DO THIS →
Repeat all the material exactly; pictures stay out of your copy.

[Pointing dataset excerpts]
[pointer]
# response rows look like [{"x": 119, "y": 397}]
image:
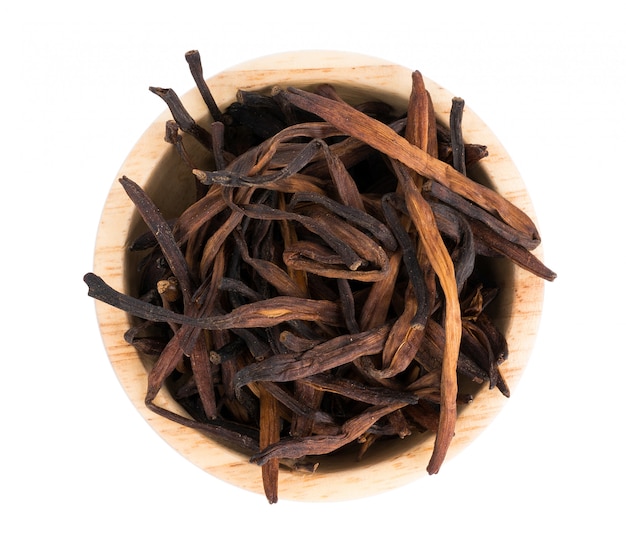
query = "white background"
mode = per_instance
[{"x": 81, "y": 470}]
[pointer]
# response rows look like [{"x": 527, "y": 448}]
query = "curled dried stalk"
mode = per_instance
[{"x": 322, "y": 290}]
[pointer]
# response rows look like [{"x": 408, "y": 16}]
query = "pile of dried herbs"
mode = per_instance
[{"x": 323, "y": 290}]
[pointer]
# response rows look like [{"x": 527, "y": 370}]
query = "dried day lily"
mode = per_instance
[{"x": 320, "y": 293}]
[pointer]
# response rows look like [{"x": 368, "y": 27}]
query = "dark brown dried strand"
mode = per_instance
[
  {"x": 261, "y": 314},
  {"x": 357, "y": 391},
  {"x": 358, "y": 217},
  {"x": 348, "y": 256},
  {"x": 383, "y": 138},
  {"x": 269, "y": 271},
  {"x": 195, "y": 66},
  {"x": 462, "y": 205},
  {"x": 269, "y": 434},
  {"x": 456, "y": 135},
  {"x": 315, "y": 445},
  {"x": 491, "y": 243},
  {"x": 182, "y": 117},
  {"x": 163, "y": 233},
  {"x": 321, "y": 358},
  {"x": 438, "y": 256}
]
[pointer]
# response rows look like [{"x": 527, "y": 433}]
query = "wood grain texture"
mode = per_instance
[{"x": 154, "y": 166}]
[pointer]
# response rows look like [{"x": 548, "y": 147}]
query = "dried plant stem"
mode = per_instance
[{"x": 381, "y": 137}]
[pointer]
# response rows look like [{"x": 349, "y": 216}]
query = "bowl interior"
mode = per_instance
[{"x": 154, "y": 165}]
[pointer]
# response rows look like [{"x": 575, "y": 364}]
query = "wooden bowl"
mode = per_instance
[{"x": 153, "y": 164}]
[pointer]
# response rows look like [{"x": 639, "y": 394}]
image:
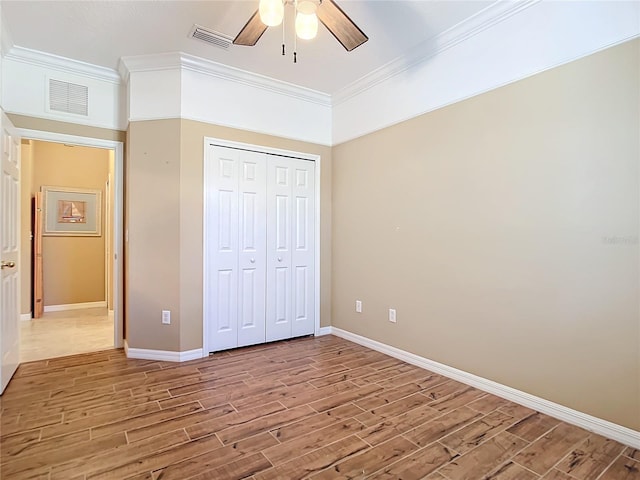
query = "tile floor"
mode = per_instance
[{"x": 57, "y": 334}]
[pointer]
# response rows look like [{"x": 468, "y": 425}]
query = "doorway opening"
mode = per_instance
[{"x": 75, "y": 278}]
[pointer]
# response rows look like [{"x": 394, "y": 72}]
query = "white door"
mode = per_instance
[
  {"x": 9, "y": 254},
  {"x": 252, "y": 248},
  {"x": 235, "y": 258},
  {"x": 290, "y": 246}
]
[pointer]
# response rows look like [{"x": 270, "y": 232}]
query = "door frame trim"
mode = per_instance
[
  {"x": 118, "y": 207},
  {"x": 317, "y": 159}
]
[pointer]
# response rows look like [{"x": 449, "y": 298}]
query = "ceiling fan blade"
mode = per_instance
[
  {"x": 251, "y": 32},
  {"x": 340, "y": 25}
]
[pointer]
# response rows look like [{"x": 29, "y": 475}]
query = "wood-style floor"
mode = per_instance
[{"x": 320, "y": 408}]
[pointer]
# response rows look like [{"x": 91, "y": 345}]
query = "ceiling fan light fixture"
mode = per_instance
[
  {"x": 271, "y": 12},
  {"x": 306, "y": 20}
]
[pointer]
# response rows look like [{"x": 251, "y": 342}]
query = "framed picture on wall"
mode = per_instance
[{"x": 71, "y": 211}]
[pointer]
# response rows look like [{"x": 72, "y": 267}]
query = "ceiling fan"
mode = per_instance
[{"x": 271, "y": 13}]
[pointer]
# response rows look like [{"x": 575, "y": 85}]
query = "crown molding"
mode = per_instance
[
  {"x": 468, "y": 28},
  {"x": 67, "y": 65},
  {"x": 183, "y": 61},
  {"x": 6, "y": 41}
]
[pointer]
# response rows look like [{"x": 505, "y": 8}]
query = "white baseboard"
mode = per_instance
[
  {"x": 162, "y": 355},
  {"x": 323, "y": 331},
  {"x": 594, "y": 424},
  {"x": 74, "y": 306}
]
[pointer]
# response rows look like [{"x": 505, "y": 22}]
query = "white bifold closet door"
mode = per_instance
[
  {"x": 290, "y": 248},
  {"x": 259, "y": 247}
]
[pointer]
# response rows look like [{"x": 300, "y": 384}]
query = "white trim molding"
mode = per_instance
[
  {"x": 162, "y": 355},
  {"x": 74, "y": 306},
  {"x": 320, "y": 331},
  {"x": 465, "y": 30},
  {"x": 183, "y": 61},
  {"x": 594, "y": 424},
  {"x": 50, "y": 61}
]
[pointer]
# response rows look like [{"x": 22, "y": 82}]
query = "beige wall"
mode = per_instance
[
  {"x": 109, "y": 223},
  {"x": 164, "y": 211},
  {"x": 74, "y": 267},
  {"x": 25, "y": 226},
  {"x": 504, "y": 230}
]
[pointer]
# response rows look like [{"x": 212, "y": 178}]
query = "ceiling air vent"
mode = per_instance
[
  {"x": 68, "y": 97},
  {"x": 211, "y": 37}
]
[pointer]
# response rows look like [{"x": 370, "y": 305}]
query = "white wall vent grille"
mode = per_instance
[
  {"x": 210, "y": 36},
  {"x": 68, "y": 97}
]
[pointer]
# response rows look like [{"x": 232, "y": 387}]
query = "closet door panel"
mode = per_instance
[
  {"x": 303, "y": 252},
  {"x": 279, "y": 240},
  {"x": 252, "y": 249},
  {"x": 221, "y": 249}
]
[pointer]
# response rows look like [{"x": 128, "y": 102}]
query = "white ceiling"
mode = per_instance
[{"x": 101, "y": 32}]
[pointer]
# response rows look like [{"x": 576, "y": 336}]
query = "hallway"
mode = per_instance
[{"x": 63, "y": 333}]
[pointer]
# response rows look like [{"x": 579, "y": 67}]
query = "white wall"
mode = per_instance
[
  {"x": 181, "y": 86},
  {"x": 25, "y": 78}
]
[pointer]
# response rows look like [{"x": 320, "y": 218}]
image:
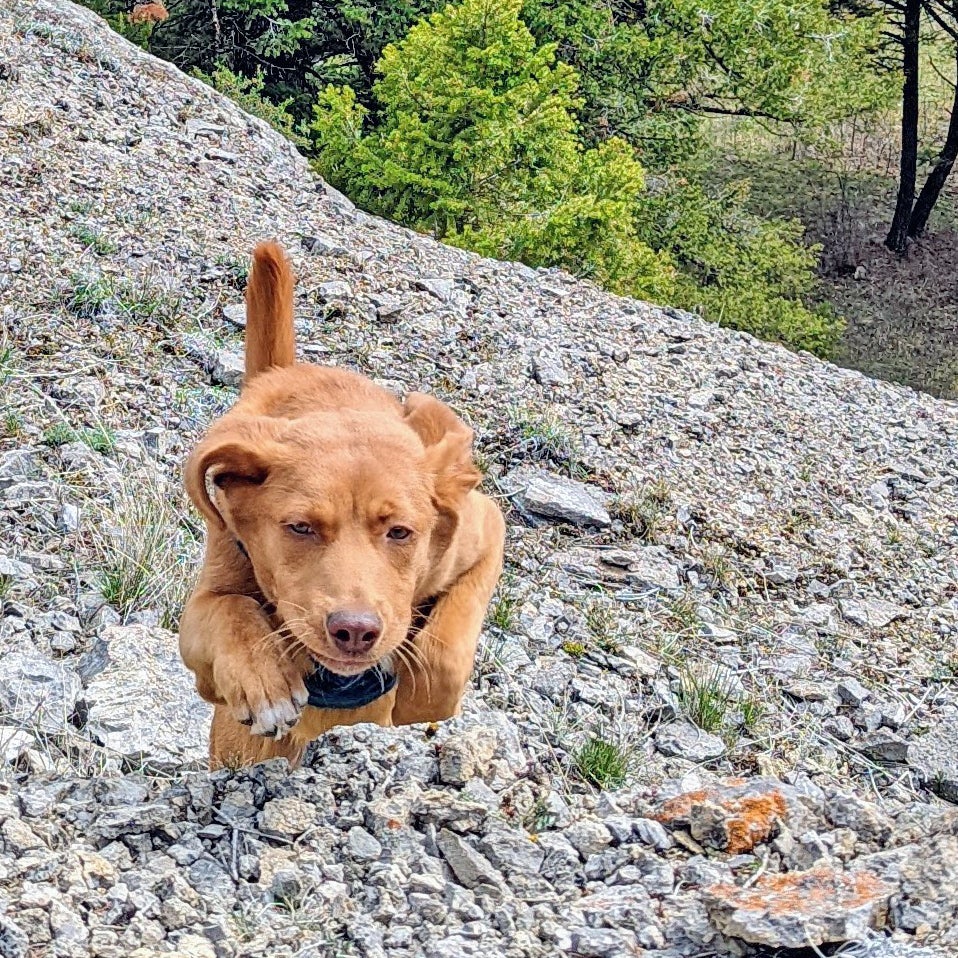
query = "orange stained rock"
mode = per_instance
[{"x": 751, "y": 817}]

FINISHED ANSWER →
[pointer]
# response rows look like [{"x": 119, "y": 397}]
image:
query = "white background"
mode = per_instance
[{"x": 81, "y": 470}]
[pointer]
# response rows look like [{"x": 527, "y": 448}]
query = "curled dried stalk"
mode = per_instance
[{"x": 322, "y": 290}]
[pointer]
# response rows look like [{"x": 408, "y": 16}]
query = "pile of dried herbs"
mode = per_instance
[{"x": 323, "y": 290}]
[pointer]
# response rows look like [{"x": 527, "y": 370}]
query = "dried day lily"
mode = per_instance
[{"x": 320, "y": 293}]
[pointer]
# response rows look like [{"x": 368, "y": 27}]
query = "dark brown dried strand"
mode = per_instance
[
  {"x": 261, "y": 314},
  {"x": 357, "y": 391},
  {"x": 358, "y": 217},
  {"x": 348, "y": 256},
  {"x": 383, "y": 138},
  {"x": 269, "y": 271},
  {"x": 195, "y": 66},
  {"x": 462, "y": 205},
  {"x": 269, "y": 434},
  {"x": 456, "y": 135},
  {"x": 315, "y": 445},
  {"x": 491, "y": 243},
  {"x": 182, "y": 117},
  {"x": 163, "y": 233},
  {"x": 321, "y": 358},
  {"x": 438, "y": 256}
]
[pointer]
# response rows look like [{"x": 527, "y": 433}]
query = "wood grain texture"
mode = per_instance
[{"x": 154, "y": 166}]
[pointer]
# response rows look like [{"x": 548, "y": 147}]
query = "dried plant stem"
mode = per_instance
[{"x": 381, "y": 137}]
[pointer]
# response rows look like [{"x": 349, "y": 216}]
query = "bowl interior"
mode = per_instance
[{"x": 154, "y": 165}]
[pointer]
# response rows look like [{"x": 575, "y": 364}]
query = "wooden bowl"
mode = per_instance
[{"x": 153, "y": 164}]
[pointer]
# response rows look like [{"x": 639, "y": 394}]
image:
query = "tile floor"
mode = per_instance
[{"x": 57, "y": 334}]
[pointer]
# response rows look like [{"x": 468, "y": 425}]
query = "doorway opening"
mode = per_instance
[{"x": 75, "y": 278}]
[pointer]
# response rows look like [{"x": 394, "y": 72}]
query = "white door"
mode = per_instance
[
  {"x": 9, "y": 254},
  {"x": 252, "y": 248},
  {"x": 235, "y": 258},
  {"x": 290, "y": 246}
]
[pointer]
# response rows look like [{"x": 270, "y": 232}]
query = "door frame trim"
mode = per_instance
[
  {"x": 118, "y": 207},
  {"x": 317, "y": 159}
]
[pointer]
# response rows look like [{"x": 449, "y": 298}]
query = "ceiling fan blade"
mode = per_instance
[
  {"x": 251, "y": 32},
  {"x": 340, "y": 25}
]
[pointer]
# response rows look like [{"x": 29, "y": 475}]
query = "wood-style floor"
mode = per_instance
[{"x": 320, "y": 408}]
[pointer]
# response rows look like [{"x": 91, "y": 345}]
query = "ceiling fan light fixture"
mode = per_instance
[
  {"x": 271, "y": 12},
  {"x": 306, "y": 20}
]
[pointer]
# response rows look like [{"x": 251, "y": 342}]
query = "framed picture on wall"
mode = per_instance
[{"x": 71, "y": 211}]
[pointer]
# response rows look like [{"x": 72, "y": 267}]
query = "ceiling fan"
mode = per_instance
[{"x": 271, "y": 13}]
[pointer]
# response rows look like [{"x": 575, "y": 85}]
query = "crown molding"
mode = per_instance
[
  {"x": 468, "y": 28},
  {"x": 67, "y": 65},
  {"x": 183, "y": 61},
  {"x": 6, "y": 41}
]
[pointer]
# response rows look like [{"x": 505, "y": 8}]
query = "white baseboard"
mode = per_instance
[
  {"x": 162, "y": 355},
  {"x": 323, "y": 331},
  {"x": 594, "y": 424},
  {"x": 74, "y": 306}
]
[pointer]
# response rows look like [{"x": 505, "y": 22}]
query = "white bifold closet door"
mode = per_instance
[
  {"x": 290, "y": 248},
  {"x": 259, "y": 247}
]
[pointer]
# response rows look like [{"x": 300, "y": 384}]
query = "white trim molding"
mode = per_instance
[
  {"x": 162, "y": 355},
  {"x": 74, "y": 306},
  {"x": 320, "y": 331},
  {"x": 465, "y": 30},
  {"x": 183, "y": 61},
  {"x": 594, "y": 424},
  {"x": 50, "y": 61}
]
[pointer]
# response rows look like [{"x": 22, "y": 82}]
query = "beige wall"
mode = per_instance
[
  {"x": 109, "y": 223},
  {"x": 164, "y": 211},
  {"x": 74, "y": 267},
  {"x": 25, "y": 226},
  {"x": 504, "y": 230}
]
[pointer]
# response rows look like [{"x": 212, "y": 178}]
query = "ceiling air vent"
mode = per_instance
[
  {"x": 68, "y": 97},
  {"x": 211, "y": 37}
]
[pointer]
# response rows look like [{"x": 370, "y": 305}]
query = "white wall vent grille"
mode = per_instance
[
  {"x": 210, "y": 36},
  {"x": 68, "y": 97}
]
[pointer]
# response rows look like [{"x": 232, "y": 387}]
query = "closet door panel"
mode = per_instance
[
  {"x": 303, "y": 252},
  {"x": 279, "y": 240},
  {"x": 252, "y": 249},
  {"x": 221, "y": 249}
]
[pointer]
# response rows look like [{"x": 128, "y": 102}]
query = "white ceiling"
mode = per_instance
[{"x": 101, "y": 32}]
[pointer]
# response rows look like [{"x": 576, "y": 336}]
query = "hallway"
mode = per_instance
[{"x": 63, "y": 333}]
[pointer]
# response rows look like [{"x": 579, "y": 67}]
query = "white wall"
mode = per_instance
[
  {"x": 181, "y": 86},
  {"x": 25, "y": 78}
]
[pointer]
# response rows look like [{"x": 320, "y": 218}]
image:
query = "orange stained rock"
mode = per_instance
[{"x": 751, "y": 817}]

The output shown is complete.